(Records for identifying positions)
+++
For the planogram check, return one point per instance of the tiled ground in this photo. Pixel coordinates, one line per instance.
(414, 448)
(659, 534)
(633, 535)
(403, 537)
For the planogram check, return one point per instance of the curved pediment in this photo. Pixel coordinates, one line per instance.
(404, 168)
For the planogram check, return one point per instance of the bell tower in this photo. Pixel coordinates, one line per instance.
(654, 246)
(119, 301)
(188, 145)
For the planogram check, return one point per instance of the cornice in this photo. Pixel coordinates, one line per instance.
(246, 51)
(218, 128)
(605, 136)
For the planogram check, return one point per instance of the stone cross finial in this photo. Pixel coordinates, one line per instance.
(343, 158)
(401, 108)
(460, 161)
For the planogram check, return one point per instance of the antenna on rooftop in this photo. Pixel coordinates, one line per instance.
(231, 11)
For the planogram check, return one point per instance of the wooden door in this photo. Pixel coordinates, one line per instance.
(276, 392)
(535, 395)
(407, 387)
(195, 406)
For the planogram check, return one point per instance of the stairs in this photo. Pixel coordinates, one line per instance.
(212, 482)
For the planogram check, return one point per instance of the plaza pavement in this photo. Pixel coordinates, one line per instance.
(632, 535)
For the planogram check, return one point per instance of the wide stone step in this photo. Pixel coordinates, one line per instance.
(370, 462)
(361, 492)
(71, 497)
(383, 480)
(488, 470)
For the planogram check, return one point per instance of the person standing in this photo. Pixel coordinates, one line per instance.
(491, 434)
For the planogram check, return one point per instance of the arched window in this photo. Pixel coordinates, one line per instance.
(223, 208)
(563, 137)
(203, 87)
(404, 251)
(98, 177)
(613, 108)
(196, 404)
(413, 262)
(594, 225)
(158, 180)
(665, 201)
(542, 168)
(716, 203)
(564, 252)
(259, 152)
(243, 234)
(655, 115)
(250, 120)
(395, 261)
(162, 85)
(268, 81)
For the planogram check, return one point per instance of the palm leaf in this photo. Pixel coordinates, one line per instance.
+++
#### WHAT TO PRODUCE
Please copy all of the items above word for word, keeping every line in its original order.

#### EXERCISE SOLUTION
For the planogram check, return one point per instance of the tiled ground in this photo. Pixel coordinates, one line per instance.
(414, 448)
(659, 534)
(633, 535)
(403, 537)
For the planogram check, return one point per instance of the curved pediment in this photo. Pixel coordinates, one line per instance.
(404, 168)
For the planogram check, return one point per instance of the bell tower in this photo. Pixel coordinates, one line per instance.
(654, 246)
(119, 301)
(188, 145)
For the planogram check, return one point per instance of the cornice in this photo. Pixel coordinates, one line per instance.
(246, 51)
(218, 128)
(605, 136)
For the planogram check, return one point per instance of the stone cross finial in this photo. Pixel coordinates, one line per instance.
(343, 158)
(401, 108)
(460, 161)
For the planogram check, return one point per instance of the antenna on rooftop in this photo. Pixel coordinates, one line per instance.
(231, 11)
For the planogram check, return one point per instance of the wooden door in this photo. Pixel coordinates, one line per instance.
(276, 392)
(535, 395)
(407, 387)
(195, 406)
For the planogram check, return one point per instance of the stairs in this photo. Pixel coordinates, one line per instance.
(212, 482)
For the planogram check, return one point per instance of the plaza pavement in this photo. Pixel coordinates, one line per instance.
(632, 535)
For the planogram check, return one point per instance of the wide stone step in this photo. Pixel coordinates, one line per instance.
(370, 462)
(361, 492)
(71, 497)
(383, 480)
(488, 470)
For the planogram check, return one point per instance of the person standing in this photo. Pixel coordinates, one line per instance.
(491, 434)
For the planogram check, return one point per instance of the arched window in this photo. Pixel coordinates, one line per instance.
(223, 208)
(563, 137)
(203, 87)
(404, 251)
(98, 177)
(613, 108)
(196, 404)
(413, 262)
(594, 225)
(158, 180)
(665, 201)
(542, 168)
(716, 203)
(564, 252)
(259, 152)
(243, 234)
(655, 115)
(250, 120)
(395, 261)
(162, 85)
(268, 81)
For the planogram check, return one point per instance of the palm leaf in this photo. Pixel coordinates, one line per instance.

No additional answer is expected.